- SELECTED EXCERPT:
======

Reporting Component Design

Table of Contents

Overview

Introduce ores.reporting, a new domain component responsible for defining and executing reports within ORE Studio. Reports are structured, recurring analytical outputs driven by a schedule and parameterised by domain data such as portfolios and books.

The component models two distinct concepts: a report definition, which is the persistent template describing what a report does and when it runs, and a report instance, which is a single execution of that definition. Both have their own state machines, and the lifecycle of an instance is driven by events fired from ores.scheduler.

Goals

  • Define a domain model for report definitions and report instances.
  • Support multiple report types, starting with risk reports (backed by ORE).
  • Use cron expressions (via ores.scheduler) to drive recurring execution.
  • Track report instance lifecycle with a dedicated state machine.
  • Lay the foundation for future grid-based execution via a yet-to-be-defined ores.grid component.

Non-Goals

  • Implementing ores.grid — that component does not yet exist and is out of scope for this design.
  • Rendering or presenting report output in the UI — covered by later stories.
  • Persisting report output artefacts (files, PDFs) — deferred to a later phase.
  • Real-time streaming of report progress — deferred to a later phase.

======

- MATERIAL PROVIDED:
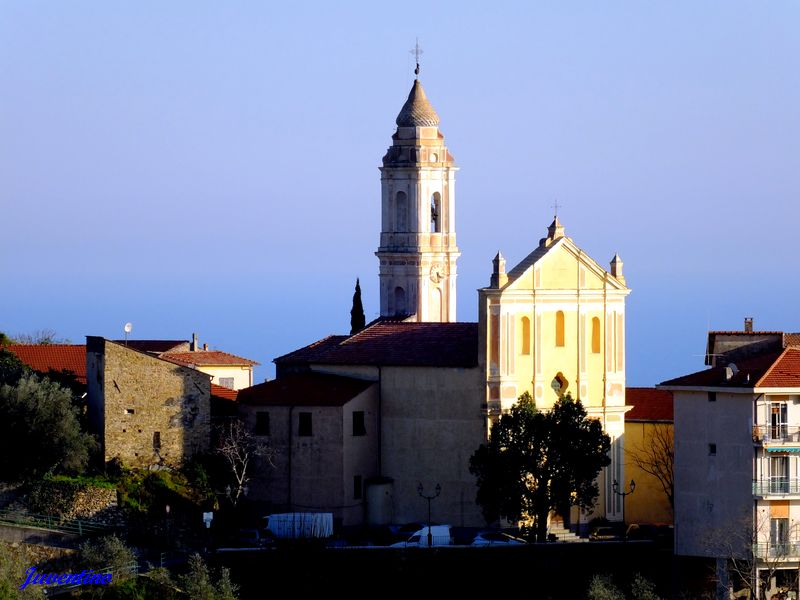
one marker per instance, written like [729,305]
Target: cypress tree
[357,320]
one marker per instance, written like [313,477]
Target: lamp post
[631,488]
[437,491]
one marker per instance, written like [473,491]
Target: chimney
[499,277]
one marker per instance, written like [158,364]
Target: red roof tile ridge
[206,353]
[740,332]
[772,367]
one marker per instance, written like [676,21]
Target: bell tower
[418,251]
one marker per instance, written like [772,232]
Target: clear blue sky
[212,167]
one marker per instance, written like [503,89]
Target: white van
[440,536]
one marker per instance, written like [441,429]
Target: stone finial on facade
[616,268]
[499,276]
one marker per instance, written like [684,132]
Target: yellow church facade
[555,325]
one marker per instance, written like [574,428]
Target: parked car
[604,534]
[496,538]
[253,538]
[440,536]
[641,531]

======

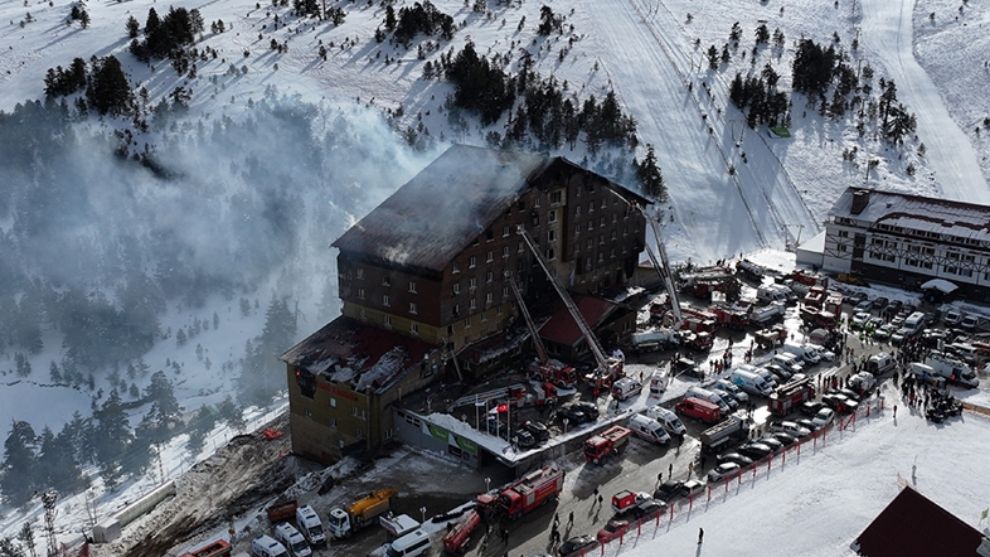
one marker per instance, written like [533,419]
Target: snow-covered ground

======

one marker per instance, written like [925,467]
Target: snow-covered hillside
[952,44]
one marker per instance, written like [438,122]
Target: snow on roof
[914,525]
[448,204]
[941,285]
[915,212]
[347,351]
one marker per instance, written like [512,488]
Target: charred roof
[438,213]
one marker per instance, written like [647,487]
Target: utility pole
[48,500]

======

- EXERCISE TASKS:
a. According to the reporting component design, what is a report instance?
b. For each statement, say whether it agrees with the reporting component design, and quote the words of the text that decide it: (i) Implementing ores.grid is part of this design's scope. (ii) Risk reports are the first report type to be supported. (iii) Events fired from ores.scheduler drive the lifecycle of a report instance.
c. Extend the reporting component design by writing the section that would follow its list of non-goals.

- RESPONSES BY TASK:
a. A report instance is a single execution of a report definition.

b.
(i) No: "Implementing ores.grid — that component does not yet exist and is out of scope for this design."
(ii) Yes: "starting with risk reports (backed by ORE)"
(iii) Yes: "the lifecycle of an instance is driven by events fired from ores.scheduler"

c.
Architecture

ores.reporting sits in the Domain Layer, alongside ores.ore and ores.refdata. It depends on:

  • ores.scheduler — for cron-based scheduling and trigger events.
  • ores.ore — for access to ORE engine capabilities needed by risk reports.
  • ores.eventing — to publish and consume lifecycle events.
  • ores.database — for persistence of definitions and instances.

In the future it will also depend on:

  • ores.grid — for distributed/parallel execution of report computations.
[ ores.scheduler ]  ──trigger──▶  [ ores.reporting ]  ──runs──▶  [ ores.ore ]
       ▲                                  │                              │
       │  register/deregister             │ publishes events             │
       └──────────────────────────────────┘                    [ ores.grid ] (future)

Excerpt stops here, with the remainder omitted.